About this exercise -
Count all lines holding "vehicle" in the data below and say the number, nothing more.

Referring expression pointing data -
_ _ _ _ _ _ _

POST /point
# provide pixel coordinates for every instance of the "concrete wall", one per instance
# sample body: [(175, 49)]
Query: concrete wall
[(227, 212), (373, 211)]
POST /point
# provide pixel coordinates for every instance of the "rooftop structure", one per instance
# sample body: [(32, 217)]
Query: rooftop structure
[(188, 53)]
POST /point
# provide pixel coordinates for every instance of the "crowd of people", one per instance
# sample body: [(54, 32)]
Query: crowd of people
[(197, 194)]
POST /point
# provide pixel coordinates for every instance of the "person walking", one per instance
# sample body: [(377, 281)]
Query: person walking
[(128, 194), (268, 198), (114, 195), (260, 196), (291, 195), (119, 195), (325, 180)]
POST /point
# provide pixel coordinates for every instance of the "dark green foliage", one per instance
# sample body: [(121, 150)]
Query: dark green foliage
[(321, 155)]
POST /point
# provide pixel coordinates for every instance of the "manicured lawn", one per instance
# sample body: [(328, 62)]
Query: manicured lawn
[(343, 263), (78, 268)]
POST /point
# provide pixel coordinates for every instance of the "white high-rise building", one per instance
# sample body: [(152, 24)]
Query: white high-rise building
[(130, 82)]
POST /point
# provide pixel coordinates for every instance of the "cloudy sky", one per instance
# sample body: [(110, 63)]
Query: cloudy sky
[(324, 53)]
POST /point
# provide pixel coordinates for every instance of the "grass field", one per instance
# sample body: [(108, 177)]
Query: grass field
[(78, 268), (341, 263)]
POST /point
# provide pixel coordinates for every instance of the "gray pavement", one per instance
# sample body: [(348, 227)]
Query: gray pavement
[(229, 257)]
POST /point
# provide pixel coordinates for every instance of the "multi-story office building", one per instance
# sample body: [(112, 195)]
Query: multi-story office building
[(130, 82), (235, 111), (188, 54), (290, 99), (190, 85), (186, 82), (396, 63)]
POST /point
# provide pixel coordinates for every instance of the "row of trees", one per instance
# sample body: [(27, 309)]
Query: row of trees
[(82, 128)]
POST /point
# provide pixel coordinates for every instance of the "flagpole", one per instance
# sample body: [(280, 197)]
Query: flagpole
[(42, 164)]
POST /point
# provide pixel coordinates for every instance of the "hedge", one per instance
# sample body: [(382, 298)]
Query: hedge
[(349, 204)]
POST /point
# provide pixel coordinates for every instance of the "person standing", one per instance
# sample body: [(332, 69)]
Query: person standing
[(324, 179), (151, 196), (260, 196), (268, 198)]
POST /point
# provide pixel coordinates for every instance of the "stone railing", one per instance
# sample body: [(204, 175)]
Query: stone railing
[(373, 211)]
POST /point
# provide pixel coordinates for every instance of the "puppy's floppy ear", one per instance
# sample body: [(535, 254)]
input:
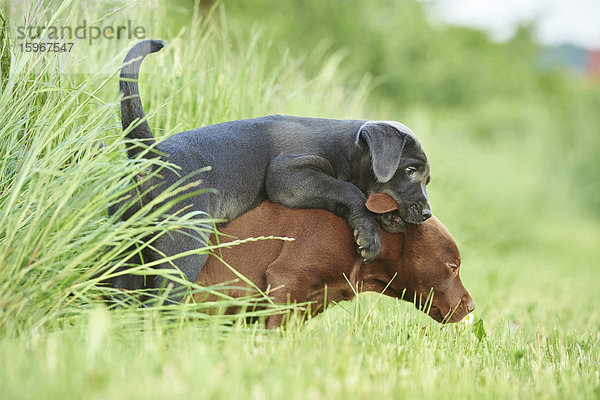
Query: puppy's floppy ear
[(385, 143), (381, 203)]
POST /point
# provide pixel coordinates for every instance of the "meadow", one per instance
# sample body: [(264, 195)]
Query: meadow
[(514, 179)]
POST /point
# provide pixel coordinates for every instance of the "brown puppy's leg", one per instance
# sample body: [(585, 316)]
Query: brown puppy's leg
[(287, 289)]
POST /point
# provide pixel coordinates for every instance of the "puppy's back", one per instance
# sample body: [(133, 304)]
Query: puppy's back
[(319, 237)]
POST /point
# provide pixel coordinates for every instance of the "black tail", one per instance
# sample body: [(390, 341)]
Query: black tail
[(131, 104)]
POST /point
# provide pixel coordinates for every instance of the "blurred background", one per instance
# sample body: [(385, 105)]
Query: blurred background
[(506, 100)]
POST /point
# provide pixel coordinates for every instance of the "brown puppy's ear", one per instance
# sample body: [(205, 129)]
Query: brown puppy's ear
[(381, 203)]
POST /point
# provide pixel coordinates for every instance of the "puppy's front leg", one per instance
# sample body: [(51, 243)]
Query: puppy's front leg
[(309, 181)]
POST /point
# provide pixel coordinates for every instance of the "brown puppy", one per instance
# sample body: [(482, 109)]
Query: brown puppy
[(312, 267)]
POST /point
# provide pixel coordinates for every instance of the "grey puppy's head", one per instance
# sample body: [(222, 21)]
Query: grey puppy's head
[(400, 169)]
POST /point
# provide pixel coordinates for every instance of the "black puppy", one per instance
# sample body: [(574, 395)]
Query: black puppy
[(298, 162)]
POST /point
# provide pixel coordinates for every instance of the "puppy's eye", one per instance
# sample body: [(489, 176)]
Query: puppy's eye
[(452, 266)]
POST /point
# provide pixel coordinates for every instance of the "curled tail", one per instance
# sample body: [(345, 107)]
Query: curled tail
[(131, 104)]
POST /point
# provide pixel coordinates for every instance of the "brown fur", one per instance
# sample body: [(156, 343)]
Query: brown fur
[(323, 251)]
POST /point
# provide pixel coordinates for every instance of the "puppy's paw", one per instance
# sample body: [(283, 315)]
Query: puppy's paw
[(366, 237)]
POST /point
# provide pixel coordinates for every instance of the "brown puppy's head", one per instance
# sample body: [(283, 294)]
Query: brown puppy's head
[(425, 258)]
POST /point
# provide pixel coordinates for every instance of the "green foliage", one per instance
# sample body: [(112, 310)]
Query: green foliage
[(513, 153)]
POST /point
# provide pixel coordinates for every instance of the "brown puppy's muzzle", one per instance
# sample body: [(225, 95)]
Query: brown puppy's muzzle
[(452, 314)]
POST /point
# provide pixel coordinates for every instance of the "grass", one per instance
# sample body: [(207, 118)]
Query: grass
[(529, 259)]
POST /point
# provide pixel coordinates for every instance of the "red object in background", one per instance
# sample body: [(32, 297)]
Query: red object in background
[(593, 64)]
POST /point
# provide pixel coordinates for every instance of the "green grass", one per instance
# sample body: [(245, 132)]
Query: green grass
[(530, 255)]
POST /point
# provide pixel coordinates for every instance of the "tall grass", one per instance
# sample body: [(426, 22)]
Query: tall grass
[(63, 163), (527, 262)]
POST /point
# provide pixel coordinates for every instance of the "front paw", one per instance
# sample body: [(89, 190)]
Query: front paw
[(366, 236)]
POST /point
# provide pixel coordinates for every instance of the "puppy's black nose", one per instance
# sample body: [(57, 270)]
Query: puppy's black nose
[(426, 214)]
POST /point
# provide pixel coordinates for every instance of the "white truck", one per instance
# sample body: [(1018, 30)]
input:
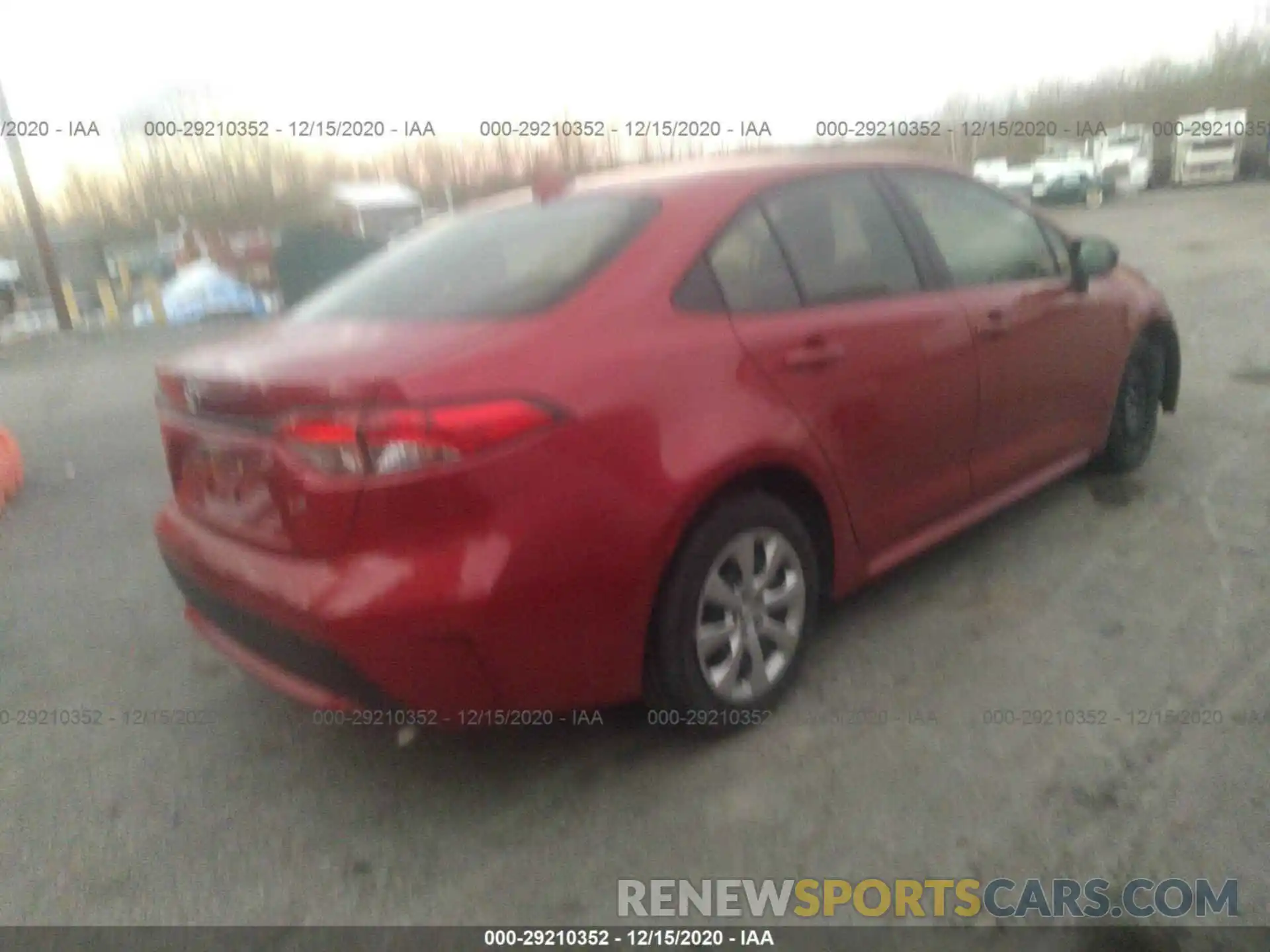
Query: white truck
[(1066, 173), (1208, 146), (1127, 157)]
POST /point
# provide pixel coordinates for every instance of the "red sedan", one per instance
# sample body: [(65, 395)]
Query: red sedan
[(624, 437)]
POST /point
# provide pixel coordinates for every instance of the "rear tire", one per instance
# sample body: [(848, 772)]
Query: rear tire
[(1137, 409), (722, 611)]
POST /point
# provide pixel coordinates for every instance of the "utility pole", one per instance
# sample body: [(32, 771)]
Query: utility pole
[(36, 219)]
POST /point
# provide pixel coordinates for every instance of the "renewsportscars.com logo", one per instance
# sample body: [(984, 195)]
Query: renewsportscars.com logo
[(935, 898)]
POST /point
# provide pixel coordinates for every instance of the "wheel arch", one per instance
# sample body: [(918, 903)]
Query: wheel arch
[(783, 480), (1162, 332)]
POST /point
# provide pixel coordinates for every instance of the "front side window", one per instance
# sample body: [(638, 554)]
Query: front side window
[(1058, 245), (841, 239), (502, 262), (984, 238)]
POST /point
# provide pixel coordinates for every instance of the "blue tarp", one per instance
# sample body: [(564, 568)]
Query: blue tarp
[(201, 290)]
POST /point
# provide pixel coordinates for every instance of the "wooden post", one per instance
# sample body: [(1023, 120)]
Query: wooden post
[(71, 303), (108, 306), (155, 296)]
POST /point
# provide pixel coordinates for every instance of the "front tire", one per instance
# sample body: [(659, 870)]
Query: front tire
[(1137, 409), (730, 627)]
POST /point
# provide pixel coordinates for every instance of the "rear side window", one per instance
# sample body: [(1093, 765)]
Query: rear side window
[(842, 241), (984, 237), (749, 267), (495, 263)]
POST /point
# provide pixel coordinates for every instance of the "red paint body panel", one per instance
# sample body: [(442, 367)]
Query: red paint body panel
[(526, 578)]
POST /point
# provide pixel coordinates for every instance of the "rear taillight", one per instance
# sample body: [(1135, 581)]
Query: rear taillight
[(405, 440)]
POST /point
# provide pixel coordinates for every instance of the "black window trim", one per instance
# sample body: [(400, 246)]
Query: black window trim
[(931, 270), (937, 257), (644, 208)]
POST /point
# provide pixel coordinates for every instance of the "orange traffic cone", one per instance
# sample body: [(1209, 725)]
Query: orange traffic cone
[(11, 467)]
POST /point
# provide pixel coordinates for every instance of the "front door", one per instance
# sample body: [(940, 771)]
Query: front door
[(1042, 346)]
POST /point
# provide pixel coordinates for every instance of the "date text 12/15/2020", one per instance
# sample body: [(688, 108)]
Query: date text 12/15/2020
[(95, 717)]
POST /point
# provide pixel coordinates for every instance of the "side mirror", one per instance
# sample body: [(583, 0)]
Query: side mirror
[(1093, 258)]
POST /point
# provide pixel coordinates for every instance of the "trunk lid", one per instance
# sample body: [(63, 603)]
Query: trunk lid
[(220, 404)]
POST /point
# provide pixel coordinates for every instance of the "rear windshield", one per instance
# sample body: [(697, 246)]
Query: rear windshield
[(493, 263)]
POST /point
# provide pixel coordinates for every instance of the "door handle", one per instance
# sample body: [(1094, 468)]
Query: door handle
[(996, 325), (814, 353)]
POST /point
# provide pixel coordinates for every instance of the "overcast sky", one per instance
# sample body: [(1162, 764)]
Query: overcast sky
[(789, 63)]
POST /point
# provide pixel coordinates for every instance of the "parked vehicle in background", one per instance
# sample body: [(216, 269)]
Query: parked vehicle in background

_ _ _ _ _ _ _

Finished exercise -
2